— Start of SOURCE TEXT —

O365 / python-o365

A simple python library to interact with Microsoft Graph and Office 365 API
Apache License 2.0
1.6k stars 412 forks source link

HTTPSConnectionPool ERROR - Can we modify the $top value in query? #586

Open liab25 opened 3 years ago

liab25 commented 3 years ago

I get the following error when pulling emails from an inbox.

HTTPSConnectionPool(host='graph.microsoft.com', port=443): Max retries exceeded with url: /v1.0/users/myemail@mydomain.com/mailFolders/Inbox/messages?%24top=999&%24expand=attachments%28%24select%3Dname%29 (Caused by ResponseError('too many 504 error responses'))

If i use the following code to limit the number of emails to process, it seems to work: messages = inbox.get_messages(limit=20, batch=20, query=q) But when I change to this, it will idle for a bit then spit out the error above: messages = inbox.get_messages(limit=None, batch=200, query=q)

Any way around this? Am i just hitting some MS Graph throttling limit?

alejcas commented 3 years ago

throttling in theory returns a 429. So i don't know what's this....

— End of SOURCE TEXT —
— Start of MATERIAL —

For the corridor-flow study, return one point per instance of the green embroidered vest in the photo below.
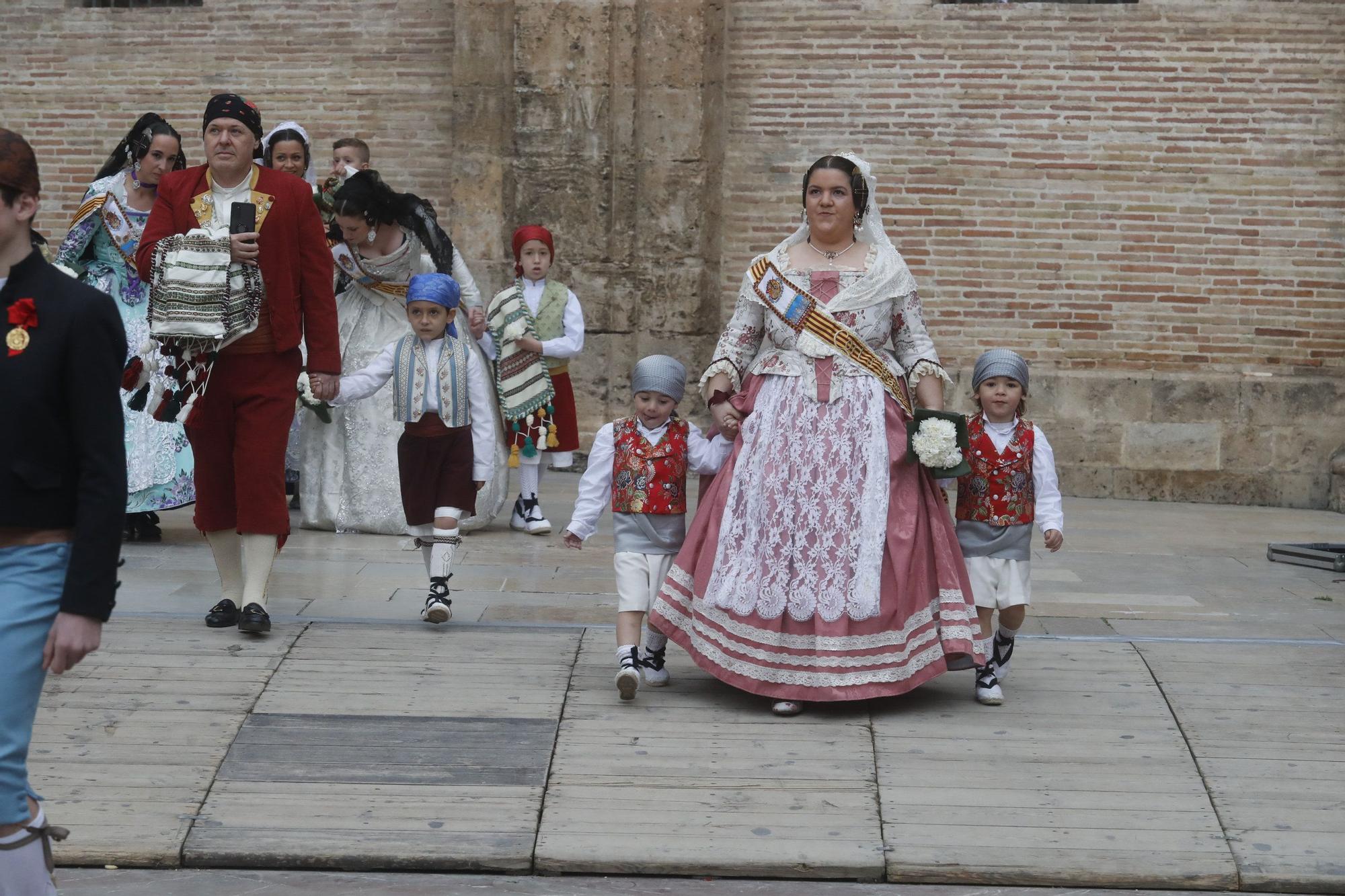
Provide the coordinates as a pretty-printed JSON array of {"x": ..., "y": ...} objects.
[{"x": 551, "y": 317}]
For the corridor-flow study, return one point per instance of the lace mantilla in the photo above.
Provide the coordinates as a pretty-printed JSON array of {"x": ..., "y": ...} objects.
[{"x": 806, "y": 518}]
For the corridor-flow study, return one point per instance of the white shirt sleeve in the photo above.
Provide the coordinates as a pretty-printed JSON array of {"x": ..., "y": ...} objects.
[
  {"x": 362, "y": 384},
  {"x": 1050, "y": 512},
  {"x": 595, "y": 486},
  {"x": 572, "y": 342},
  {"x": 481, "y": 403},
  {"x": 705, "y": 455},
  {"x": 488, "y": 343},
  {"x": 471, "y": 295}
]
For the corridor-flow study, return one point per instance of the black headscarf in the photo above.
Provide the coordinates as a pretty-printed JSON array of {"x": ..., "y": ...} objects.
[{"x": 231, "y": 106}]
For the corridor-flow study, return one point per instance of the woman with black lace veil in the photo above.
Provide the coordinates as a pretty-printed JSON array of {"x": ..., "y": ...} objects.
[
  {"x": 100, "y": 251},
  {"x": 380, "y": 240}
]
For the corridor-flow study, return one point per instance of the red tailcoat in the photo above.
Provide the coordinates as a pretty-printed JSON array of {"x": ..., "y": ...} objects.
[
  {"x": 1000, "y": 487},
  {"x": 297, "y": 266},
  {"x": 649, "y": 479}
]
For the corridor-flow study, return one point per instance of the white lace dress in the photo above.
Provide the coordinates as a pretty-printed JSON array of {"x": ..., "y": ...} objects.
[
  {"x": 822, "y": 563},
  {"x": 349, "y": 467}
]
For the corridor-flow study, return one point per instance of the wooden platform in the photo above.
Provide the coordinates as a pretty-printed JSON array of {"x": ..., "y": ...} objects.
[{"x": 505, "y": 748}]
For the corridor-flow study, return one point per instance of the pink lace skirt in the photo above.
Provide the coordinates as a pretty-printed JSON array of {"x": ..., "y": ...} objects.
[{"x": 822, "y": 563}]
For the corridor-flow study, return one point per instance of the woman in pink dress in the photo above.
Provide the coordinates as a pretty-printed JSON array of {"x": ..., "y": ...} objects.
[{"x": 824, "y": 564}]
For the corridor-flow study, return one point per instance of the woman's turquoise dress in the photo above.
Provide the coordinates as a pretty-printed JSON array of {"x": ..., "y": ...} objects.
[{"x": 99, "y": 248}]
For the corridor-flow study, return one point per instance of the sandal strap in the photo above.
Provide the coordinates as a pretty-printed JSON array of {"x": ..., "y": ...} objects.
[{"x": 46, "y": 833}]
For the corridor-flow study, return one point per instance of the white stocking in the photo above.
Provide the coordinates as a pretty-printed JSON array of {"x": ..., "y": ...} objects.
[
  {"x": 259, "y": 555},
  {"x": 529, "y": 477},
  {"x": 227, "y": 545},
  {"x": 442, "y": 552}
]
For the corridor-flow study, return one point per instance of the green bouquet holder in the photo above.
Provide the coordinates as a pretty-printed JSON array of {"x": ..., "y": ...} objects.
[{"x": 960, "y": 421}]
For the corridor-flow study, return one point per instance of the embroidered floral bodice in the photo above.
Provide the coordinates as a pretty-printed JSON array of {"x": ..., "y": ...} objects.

— End of MATERIAL —

• _GIVEN REQUEST_
Repeat the passage from the python-o365 thread word for word, starting at "A simple python" and ending at "504 error responses'))".

• _OUTPUT BELOW_
A simple python library to interact with Microsoft Graph and Office 365 API
Apache License 2.0
1.6k stars 412 forks source link

HTTPSConnectionPool ERROR - Can we modify the $top value in query? #586

Open liab25 opened 3 years ago

liab25 commented 3 years ago

I get the following error when pulling emails from an inbox.

HTTPSConnectionPool(host='graph.microsoft.com', port=443): Max retries exceeded with url: /v1.0/users/myemail@mydomain.com/mailFolders/Inbox/messages?%24top=999&%24expand=attachments%28%24select%3Dname%29 (Caused by ResponseError('too many 504 error responses'))